[Instruction 1]
In the passage on credit union broker guidance, what is the intent of the recommendation, according to Fenner?
[Instruction 2]
In the passage on credit union broker guidance, list every action that Fenner says the guidance is not intended to require FCUs to take with each specific investment product offered to members.
[Instruction 3]
Decide whether each statement agrees with the passage on credit union broker guidance: (a) The guidance requires FCUs to select each specific investment product offered to their members. (b) NACUSO worried that credit unions would have to act as a securities law compliance officer. (c) FCU policies should describe the overall features of the sales program.

The intent of the recommendation is to ensure an FCU's policies, procedures and contracts reflect the due diligence in selecting an appropriate broker that can meet the needs of its membership, Fenner said. FCU policies should contemplate and describe the overall features of the sales program and should identify the laws, regulations and other limitations and requirements, including qualitative considerations that will govern the selection and marketing of products a third-party broker may offer.

"The guidance is not intended to require FCUs to select, authorize or restrict each specific investment product that will be offered to its members; however, an FCU's policies should reflect a prudent analysis of the types of products that a broker may offer to its membership, including qualitative considerations," Fenner wrote.

NACUSO also expressed a concern that NCUA's guidance recommended FCUs maintain compliance programs, including a system that monitors member complaints, and periodically review and randomly sample member account activity to look for evidence of abuse. The association was worried it would require a credit union to act as a securities law compliance officer by inspecting investment accounts acting, which would be beyond the scope of credit unions' expertise.

[Data section]

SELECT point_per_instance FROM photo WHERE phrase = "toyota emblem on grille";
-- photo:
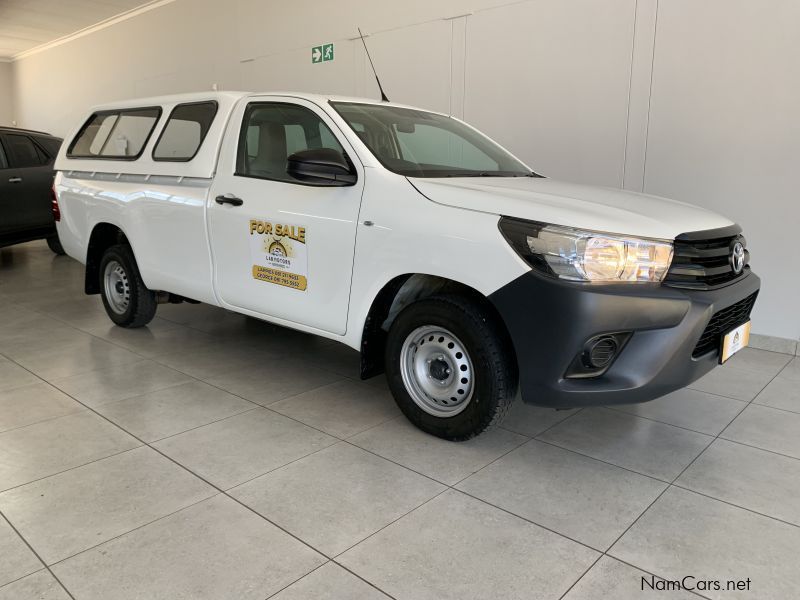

[Final result 1]
To ensure an FCU's policies, procedures and contracts reflect the due diligence in selecting an appropriate broker that can meet the needs of its membership.

[Final result 2]
Select, authorize, restrict

[Final result 3]
(a) No: "The guidance is not intended to require FCUs to select, authorize or restrict each specific investment product that will be offered to its members"
(b) Yes: "it would require a credit union to act as a securities law compliance officer"
(c) Yes: "FCU policies should contemplate and describe the overall features of the sales program"